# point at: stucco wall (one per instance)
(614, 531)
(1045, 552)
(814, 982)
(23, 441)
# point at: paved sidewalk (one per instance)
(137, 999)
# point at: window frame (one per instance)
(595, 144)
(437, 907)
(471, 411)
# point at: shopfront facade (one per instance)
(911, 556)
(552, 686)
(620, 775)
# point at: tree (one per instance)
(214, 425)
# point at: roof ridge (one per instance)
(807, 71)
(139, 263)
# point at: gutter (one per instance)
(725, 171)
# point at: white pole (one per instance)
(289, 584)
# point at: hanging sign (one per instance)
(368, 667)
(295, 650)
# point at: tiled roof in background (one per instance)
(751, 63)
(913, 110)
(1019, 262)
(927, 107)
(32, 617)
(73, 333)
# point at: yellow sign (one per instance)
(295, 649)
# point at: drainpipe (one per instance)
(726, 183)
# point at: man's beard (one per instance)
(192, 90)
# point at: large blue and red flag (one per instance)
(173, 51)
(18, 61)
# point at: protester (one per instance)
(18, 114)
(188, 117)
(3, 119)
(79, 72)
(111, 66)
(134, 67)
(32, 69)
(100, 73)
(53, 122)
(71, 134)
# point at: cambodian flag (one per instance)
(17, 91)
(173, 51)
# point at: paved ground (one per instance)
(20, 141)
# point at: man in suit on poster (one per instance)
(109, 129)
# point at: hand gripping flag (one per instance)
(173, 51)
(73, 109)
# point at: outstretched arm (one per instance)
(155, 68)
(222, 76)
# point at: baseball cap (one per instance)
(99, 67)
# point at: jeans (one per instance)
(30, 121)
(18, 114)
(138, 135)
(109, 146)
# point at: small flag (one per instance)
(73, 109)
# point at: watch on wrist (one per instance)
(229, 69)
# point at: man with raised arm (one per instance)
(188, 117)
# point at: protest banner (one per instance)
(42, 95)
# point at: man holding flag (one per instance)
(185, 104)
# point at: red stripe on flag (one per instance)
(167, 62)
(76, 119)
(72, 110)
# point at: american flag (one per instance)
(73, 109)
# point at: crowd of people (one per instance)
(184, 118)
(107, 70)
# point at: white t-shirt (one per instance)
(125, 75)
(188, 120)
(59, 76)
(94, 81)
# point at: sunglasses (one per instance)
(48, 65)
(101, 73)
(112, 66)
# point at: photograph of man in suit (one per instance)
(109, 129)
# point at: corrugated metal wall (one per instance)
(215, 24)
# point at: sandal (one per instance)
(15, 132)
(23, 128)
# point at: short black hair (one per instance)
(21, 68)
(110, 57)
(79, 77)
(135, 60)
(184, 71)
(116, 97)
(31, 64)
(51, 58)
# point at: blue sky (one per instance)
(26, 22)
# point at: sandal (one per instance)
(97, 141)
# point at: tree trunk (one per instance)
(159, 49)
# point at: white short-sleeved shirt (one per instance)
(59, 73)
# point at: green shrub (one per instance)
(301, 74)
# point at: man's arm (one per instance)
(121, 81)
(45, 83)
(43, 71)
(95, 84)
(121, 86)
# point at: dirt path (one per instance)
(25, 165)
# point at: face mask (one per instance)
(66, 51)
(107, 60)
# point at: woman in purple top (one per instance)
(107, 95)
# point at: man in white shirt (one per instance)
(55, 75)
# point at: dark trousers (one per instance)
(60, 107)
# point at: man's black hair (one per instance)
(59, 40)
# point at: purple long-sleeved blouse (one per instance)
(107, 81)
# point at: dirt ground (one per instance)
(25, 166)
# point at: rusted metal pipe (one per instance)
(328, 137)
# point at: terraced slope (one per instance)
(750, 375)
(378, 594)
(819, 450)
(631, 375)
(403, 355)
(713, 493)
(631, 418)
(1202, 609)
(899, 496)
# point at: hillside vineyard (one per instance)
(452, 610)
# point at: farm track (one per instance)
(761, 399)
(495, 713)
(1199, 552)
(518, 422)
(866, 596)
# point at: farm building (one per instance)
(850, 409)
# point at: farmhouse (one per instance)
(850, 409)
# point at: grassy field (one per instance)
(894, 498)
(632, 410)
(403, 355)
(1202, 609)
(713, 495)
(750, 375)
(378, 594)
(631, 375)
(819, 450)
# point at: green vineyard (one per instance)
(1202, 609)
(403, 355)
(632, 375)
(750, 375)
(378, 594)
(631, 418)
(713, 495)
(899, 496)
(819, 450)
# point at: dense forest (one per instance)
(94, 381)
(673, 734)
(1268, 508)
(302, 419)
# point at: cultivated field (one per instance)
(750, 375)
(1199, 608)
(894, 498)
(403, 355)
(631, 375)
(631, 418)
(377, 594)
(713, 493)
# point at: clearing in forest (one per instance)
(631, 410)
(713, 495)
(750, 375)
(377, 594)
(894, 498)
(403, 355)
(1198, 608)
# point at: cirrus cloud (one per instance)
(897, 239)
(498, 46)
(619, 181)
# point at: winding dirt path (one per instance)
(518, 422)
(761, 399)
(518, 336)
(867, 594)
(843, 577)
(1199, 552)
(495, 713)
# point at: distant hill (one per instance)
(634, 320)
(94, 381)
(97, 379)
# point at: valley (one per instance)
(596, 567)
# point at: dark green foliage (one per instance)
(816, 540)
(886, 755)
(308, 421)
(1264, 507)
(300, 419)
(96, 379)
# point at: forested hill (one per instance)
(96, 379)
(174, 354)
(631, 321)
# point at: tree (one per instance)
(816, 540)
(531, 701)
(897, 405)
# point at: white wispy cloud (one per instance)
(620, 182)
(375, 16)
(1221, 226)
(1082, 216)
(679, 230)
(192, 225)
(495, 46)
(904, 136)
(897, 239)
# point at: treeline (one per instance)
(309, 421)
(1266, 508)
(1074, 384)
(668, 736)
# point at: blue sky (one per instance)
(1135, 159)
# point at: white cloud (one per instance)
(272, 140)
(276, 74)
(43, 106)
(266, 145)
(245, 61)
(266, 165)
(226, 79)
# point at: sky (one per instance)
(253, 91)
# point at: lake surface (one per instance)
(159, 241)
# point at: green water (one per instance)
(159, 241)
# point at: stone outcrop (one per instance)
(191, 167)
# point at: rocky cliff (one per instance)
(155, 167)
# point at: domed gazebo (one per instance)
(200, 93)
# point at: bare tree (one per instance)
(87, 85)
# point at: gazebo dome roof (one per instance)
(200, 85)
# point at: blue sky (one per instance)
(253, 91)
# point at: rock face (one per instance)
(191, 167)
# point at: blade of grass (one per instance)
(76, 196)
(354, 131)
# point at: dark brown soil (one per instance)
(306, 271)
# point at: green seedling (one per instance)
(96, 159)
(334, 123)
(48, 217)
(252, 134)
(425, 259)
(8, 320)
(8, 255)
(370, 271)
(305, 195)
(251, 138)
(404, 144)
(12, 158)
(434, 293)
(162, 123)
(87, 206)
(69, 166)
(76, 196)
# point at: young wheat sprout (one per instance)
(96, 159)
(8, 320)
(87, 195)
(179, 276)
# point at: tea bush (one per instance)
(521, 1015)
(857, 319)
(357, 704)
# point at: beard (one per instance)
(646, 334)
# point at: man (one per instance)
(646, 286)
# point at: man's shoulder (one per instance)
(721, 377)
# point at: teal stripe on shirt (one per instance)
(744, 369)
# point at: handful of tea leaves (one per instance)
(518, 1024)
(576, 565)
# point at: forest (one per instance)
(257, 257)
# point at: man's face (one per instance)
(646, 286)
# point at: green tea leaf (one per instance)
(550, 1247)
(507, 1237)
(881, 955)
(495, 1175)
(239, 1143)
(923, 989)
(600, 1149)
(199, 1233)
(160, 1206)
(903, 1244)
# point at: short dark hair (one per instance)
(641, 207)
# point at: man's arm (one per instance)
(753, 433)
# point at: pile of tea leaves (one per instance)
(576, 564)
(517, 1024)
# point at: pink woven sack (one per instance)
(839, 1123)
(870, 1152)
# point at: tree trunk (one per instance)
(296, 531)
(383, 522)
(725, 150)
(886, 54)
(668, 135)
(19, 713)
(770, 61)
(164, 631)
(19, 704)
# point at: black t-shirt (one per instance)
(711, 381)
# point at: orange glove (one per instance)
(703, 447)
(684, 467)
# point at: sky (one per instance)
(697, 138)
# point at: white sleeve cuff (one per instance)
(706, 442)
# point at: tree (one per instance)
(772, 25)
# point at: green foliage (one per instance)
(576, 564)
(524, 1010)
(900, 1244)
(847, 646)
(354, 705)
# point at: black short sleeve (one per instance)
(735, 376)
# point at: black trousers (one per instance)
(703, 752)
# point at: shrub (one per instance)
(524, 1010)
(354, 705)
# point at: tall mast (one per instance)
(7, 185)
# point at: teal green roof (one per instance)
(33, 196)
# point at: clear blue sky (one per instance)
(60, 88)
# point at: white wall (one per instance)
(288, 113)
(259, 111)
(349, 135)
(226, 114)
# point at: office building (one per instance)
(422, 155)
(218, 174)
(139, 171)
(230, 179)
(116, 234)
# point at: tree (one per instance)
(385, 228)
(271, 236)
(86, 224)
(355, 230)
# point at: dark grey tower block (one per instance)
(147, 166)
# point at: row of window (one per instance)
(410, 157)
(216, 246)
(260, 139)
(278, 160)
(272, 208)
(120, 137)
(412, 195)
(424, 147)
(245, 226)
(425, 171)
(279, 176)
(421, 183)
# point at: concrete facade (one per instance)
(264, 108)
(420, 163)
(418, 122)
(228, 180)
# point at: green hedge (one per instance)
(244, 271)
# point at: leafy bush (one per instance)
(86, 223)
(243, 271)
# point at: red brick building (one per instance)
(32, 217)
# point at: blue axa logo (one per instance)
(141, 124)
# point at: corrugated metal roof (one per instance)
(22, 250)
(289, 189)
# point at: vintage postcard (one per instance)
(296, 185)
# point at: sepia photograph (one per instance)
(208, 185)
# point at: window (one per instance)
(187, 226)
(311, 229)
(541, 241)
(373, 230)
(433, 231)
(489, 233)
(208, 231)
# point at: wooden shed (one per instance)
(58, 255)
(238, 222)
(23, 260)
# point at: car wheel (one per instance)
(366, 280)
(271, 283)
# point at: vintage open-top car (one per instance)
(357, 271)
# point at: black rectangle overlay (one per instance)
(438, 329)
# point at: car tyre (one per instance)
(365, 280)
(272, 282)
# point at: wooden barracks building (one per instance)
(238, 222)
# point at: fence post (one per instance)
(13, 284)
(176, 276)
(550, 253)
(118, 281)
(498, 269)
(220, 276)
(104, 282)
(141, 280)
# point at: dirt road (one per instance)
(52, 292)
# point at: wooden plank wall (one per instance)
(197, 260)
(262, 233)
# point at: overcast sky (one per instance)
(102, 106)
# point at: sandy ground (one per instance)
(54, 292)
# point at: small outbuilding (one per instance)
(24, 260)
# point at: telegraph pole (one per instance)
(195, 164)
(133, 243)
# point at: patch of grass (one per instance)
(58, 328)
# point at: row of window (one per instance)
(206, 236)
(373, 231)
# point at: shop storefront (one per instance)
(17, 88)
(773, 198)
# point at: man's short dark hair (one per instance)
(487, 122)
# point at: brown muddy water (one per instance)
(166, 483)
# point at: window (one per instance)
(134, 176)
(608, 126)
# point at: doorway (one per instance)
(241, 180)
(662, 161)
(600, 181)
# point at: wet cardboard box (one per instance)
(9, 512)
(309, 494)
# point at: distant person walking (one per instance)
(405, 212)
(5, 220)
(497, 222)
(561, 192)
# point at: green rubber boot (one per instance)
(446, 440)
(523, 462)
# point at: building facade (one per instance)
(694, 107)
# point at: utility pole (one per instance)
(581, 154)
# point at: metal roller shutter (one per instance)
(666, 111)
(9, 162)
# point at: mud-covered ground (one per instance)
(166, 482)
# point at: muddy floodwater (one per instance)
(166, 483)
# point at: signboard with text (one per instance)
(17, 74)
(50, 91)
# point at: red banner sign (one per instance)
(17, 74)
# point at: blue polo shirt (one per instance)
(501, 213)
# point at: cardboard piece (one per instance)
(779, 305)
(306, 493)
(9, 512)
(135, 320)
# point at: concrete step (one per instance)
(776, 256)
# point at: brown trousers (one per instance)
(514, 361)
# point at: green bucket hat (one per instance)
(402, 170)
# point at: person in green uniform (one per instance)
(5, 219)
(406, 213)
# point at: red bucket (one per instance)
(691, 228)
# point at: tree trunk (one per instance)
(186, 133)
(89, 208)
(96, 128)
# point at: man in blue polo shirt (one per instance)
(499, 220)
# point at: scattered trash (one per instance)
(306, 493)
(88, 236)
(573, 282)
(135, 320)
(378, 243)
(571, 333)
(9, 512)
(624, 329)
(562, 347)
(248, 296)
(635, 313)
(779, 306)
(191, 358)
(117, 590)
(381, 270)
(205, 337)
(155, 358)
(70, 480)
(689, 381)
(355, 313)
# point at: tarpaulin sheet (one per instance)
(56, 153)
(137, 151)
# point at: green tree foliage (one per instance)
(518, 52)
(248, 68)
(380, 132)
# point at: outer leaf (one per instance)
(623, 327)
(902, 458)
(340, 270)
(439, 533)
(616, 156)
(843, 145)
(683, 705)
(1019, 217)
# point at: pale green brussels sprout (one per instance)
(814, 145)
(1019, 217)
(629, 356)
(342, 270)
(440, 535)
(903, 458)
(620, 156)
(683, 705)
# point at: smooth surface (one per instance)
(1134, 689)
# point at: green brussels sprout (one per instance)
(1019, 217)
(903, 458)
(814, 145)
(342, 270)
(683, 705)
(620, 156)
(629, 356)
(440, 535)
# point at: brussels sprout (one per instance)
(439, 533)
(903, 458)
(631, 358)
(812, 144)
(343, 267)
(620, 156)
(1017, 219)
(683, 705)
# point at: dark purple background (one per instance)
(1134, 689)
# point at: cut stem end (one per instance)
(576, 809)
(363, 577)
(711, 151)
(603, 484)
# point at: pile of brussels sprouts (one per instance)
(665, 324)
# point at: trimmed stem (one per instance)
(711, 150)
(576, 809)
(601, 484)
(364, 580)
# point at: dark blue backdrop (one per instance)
◆ ◆ ◆ ◆ ◆ ◆ ◆
EXERCISE DIRECTIONS:
Transcribe word for word the lines from the one holding "# point at: mud-covered" to the last line of the listing above, inclusive.

THE OUTPUT:
# point at: mud-covered ground (one per instance)
(166, 482)
# point at: muddy floodwater (one per instance)
(166, 483)
# point at: signboard with text (one per instance)
(17, 74)
(50, 91)
# point at: red banner sign (one per instance)
(17, 74)
# point at: blue polo shirt (one per instance)
(501, 213)
# point at: cardboard piece (one per instance)
(779, 305)
(306, 493)
(9, 512)
(135, 320)
# point at: concrete step (one per instance)
(776, 256)
# point at: brown trousers (one per instance)
(514, 361)
# point at: green bucket hat (one per instance)
(402, 170)
# point at: person in green uniform (one per instance)
(5, 219)
(406, 213)
# point at: red bucket (one per instance)
(691, 228)
# point at: tree trunk (one per instance)
(186, 133)
(89, 208)
(96, 128)
# point at: man in blue polo shirt (one per instance)
(499, 220)
# point at: scattered trash (one per instance)
(306, 493)
(88, 236)
(573, 282)
(135, 320)
(378, 243)
(571, 333)
(9, 512)
(624, 329)
(562, 347)
(248, 296)
(635, 313)
(779, 306)
(191, 358)
(117, 590)
(381, 270)
(205, 337)
(155, 358)
(70, 480)
(689, 381)
(355, 313)
# point at: tarpaulin sheet (one per instance)
(56, 153)
(137, 151)
# point at: green tree foliage (one per instance)
(518, 52)
(248, 68)
(380, 132)
# point at: outer leaf (one per instance)
(623, 327)
(902, 458)
(340, 270)
(439, 533)
(616, 156)
(843, 145)
(683, 705)
(1019, 217)
# point at: pale green brussels sprout (one per instance)
(814, 145)
(1019, 217)
(629, 356)
(342, 270)
(440, 535)
(903, 458)
(620, 156)
(683, 705)
# point at: smooth surface (one per instance)
(1134, 689)
# point at: green brussels sprout (one per instance)
(1019, 217)
(903, 458)
(814, 145)
(342, 270)
(683, 705)
(620, 156)
(629, 356)
(440, 535)
# point at: brussels sprout (one per instance)
(439, 533)
(903, 458)
(631, 358)
(812, 144)
(343, 267)
(620, 156)
(1017, 219)
(683, 705)
# point at: dark purple background (one per instance)
(1134, 689)
# point at: cut stem end (one per instance)
(576, 809)
(363, 577)
(711, 151)
(603, 484)
# point at: pile of brussels sprouts (one per instance)
(665, 324)
# point at: trimmed stem (one per instance)
(711, 150)
(576, 809)
(601, 484)
(364, 580)
# point at: dark blue backdrop (one per instance)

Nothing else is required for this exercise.